# Task objective
Count the lines in the records below that contain the string "wall", treating uppercase and lowercase letters as different. Reply with the number alone.

# Records provided
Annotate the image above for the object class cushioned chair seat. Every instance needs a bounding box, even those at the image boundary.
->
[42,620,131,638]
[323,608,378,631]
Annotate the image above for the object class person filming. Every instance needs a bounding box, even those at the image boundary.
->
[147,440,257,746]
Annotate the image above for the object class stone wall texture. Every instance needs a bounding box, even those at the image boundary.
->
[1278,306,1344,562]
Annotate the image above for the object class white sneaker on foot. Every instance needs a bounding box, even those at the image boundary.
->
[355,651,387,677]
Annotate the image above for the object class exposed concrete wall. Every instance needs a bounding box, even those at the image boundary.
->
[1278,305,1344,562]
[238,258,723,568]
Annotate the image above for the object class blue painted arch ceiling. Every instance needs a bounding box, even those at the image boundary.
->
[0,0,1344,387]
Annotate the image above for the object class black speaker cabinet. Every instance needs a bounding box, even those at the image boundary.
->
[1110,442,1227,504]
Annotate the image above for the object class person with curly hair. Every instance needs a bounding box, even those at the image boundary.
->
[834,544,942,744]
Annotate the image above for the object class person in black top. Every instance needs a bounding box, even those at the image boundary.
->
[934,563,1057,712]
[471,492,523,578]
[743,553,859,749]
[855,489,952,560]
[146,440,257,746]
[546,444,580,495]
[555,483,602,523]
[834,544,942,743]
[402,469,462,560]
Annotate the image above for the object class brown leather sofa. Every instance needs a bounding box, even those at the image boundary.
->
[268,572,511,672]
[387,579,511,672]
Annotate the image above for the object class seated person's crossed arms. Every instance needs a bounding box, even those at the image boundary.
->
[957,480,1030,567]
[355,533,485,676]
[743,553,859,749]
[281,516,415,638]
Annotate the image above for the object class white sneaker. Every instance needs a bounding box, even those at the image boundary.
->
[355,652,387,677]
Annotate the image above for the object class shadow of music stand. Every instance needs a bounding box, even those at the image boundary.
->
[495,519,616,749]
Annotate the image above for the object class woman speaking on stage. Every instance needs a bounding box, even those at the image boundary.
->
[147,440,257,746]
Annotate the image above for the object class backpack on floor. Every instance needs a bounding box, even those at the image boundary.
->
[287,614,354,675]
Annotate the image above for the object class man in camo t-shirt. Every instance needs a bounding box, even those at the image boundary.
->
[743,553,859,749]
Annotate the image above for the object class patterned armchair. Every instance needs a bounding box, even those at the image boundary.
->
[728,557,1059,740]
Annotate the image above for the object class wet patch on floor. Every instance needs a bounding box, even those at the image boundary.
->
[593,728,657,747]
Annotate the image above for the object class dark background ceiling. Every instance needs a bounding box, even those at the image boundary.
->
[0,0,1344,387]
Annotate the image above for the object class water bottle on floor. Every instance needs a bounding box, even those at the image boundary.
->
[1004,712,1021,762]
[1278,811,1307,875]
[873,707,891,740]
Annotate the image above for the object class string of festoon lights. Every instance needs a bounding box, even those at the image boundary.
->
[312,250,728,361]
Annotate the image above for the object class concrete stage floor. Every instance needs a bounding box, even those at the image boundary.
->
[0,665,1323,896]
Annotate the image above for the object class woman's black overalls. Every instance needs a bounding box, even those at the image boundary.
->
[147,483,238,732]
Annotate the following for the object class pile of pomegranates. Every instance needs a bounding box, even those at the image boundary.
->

# Written answer
2